===== Data for the task
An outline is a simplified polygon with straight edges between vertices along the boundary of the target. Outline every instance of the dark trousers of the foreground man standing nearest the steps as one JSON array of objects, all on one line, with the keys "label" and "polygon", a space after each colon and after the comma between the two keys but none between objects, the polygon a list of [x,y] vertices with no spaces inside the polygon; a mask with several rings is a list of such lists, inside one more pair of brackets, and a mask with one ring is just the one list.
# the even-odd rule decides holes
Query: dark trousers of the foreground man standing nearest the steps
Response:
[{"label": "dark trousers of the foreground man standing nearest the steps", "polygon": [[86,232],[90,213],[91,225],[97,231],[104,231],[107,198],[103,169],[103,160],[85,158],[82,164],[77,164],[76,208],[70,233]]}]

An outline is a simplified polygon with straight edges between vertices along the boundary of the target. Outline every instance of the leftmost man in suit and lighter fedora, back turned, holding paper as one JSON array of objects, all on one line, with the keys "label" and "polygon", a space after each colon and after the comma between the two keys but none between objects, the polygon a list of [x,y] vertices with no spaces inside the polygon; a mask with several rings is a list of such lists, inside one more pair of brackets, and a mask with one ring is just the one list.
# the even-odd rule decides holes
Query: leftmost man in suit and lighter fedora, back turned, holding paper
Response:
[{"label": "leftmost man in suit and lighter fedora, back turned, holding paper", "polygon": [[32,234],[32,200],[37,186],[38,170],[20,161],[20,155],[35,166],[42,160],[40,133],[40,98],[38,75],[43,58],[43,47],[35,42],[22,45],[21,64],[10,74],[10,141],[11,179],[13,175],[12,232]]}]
==========
===== Data for the task
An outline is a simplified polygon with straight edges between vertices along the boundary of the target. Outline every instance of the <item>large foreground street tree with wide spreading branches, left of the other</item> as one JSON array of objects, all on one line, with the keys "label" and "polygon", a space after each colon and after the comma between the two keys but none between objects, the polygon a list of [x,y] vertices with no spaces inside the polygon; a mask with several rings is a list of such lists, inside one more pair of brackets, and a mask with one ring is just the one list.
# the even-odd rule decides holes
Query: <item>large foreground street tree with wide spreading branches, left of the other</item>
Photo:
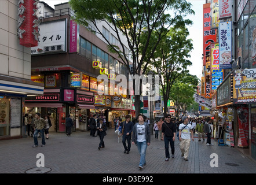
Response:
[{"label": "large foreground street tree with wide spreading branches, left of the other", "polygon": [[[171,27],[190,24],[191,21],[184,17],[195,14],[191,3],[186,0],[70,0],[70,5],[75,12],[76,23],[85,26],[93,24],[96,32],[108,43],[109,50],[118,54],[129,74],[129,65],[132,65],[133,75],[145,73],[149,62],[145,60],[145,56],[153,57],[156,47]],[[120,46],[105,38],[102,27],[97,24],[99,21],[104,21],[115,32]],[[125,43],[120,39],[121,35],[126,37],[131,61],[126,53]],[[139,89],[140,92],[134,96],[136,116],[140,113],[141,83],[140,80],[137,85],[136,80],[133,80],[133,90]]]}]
==========
→ Problem details
Every line that contains the string "item" should be copied from the records.

→ Response to the task
An outline is a simplified polygon with straight edges between vertices along the boundary of the target. Outline every instance of the <item>large foreground street tree with wide spreading branches, left of the other</item> as one JSON array of objects, all on one line, with the keys "label" and "polygon", a space after each colon and after the comma between the two keys but none between objects, the polygon a list of [x,y] vertices with no spaces inside the polygon; a mask with several rings is a list of such lists, inside one more pair of brackets, and a mask with one ring is just the one list.
Query: <item>large foreground street tree with wide spreading branches, left of the other</item>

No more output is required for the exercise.